- Poster presentation
- Open Access
The timing of new acute hemodynamic events in ICU patients
© BioMed Central Ltd. 2004
- Published: 15 March 2004
- Event Frequency
- Academic Medical Center
- Sofa Score
- Initial Admission
- Pittsburgh Medical
Whether the day and time of ICU admission or discharge impacts patient care and outcome has been the focus of recent inquiry. There may also be a relationship between timing and outcome for events occurring within the ICU. As a first step to explore this issue, we aimed to describe the timing of new acute hemodynamic events in a large ICU population.
Acute hemodynamic events are equally distributed throughout the day and throughout the week.
From 1 July 1 2000 to 1 June 2001, we prospectively collected data for all ICU patients at the University of Pittsburgh Medical Center, a tertiary care academic medical center with > 120 ICU beds serving medical, surgical, trauma, neurological, and transplant patients. Because we wished to focus on new 'within-ICU' events, we defined an event as the first occurrence of acute hemodynamic instability after > 24 hours in the ICU (to exclude events associated with the initial admission) and > 6 immediately-preceding hours with a cardiovascular SOFA score ≤ 1. We defined acute instability as MAP < 60 mmHg, SBP < 90 mmHg, or a decrease in SBP ≥ 40 mmHg when the prior SBP was < 150 mmHg. We generated event frequency by hour and by day of the week.
New acute hemodynamic events are extremely common in the ICU. They vary little by time of day and day of week. This finding may have important implications for ICU staffing patterns.

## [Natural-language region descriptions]

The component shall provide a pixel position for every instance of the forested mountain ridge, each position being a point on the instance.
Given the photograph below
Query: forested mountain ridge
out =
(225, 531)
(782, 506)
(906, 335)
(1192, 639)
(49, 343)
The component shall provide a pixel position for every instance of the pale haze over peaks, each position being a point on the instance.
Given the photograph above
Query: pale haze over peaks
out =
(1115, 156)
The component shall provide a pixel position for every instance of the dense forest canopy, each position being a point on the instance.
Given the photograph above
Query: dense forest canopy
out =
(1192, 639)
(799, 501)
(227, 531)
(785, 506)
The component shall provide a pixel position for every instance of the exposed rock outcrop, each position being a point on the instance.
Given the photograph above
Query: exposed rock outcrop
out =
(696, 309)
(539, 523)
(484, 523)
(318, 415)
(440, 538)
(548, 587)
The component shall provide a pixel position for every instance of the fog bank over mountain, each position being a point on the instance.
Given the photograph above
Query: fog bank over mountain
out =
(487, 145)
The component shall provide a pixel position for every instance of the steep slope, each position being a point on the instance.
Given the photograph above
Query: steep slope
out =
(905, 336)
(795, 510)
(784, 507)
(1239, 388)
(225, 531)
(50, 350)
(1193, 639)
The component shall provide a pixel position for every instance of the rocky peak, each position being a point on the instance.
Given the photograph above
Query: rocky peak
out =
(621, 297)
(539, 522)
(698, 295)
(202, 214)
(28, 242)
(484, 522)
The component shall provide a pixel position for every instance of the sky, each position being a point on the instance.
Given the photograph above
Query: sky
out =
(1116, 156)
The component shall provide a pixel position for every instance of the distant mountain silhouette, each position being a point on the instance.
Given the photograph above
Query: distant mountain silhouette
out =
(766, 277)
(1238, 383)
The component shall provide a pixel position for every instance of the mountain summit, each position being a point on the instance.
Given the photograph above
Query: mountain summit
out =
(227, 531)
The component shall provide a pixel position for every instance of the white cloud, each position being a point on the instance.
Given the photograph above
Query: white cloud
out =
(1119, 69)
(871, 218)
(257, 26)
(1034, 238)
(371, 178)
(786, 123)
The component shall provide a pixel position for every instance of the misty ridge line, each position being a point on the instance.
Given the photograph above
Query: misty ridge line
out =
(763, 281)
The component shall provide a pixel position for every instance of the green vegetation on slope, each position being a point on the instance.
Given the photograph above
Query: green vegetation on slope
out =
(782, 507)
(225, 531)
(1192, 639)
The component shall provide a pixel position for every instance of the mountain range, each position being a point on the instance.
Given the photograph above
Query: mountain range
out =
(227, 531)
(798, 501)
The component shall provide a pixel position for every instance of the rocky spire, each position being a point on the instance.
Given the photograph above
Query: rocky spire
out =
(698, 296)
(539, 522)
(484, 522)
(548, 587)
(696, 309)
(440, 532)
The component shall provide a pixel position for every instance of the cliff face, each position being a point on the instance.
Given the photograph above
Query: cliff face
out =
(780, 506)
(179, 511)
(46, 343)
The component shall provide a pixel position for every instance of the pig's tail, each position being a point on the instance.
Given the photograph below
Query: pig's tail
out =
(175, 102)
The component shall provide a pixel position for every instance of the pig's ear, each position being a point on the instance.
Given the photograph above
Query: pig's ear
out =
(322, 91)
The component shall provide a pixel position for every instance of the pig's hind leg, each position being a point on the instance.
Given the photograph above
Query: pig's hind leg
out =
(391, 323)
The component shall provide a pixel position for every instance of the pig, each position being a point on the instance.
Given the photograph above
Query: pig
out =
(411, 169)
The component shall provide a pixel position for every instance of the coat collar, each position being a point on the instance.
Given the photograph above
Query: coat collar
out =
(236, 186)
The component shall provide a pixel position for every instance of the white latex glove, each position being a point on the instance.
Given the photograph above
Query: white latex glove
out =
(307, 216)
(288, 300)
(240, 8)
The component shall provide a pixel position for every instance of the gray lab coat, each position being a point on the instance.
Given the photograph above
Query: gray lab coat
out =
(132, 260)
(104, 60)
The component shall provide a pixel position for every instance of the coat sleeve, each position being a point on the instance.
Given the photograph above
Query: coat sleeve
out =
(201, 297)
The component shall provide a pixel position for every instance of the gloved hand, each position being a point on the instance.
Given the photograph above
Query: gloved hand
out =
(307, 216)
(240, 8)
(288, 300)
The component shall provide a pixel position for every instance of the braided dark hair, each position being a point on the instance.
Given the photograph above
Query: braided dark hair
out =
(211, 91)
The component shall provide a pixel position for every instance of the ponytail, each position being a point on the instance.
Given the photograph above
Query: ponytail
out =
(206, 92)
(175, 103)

## [DIRECTIONS FOR THIS TASK]
Transcribe the part of the abstract on ICU hemodynamic events that runs from "- Poster presentation" up to and including "large ICU population.". Rely only on the abstract on ICU hemodynamic events when you answer.

## [OUTPUT FOR THIS EXERCISE]
- Poster presentation
- Open Access
The timing of new acute hemodynamic events in ICU patients
© BioMed Central Ltd. 2004
- Published: 15 March 2004
- Event Frequency
- Academic Medical Center
- Sofa Score
- Initial Admission
- Pittsburgh Medical
Whether the day and time of ICU admission or discharge impacts patient care and outcome has been the focus of recent inquiry. There may also be a relationship between timing and outcome for events occurring within the ICU. As a first step to explore this issue, we aimed to describe the timing of new acute hemodynamic events in a large ICU population.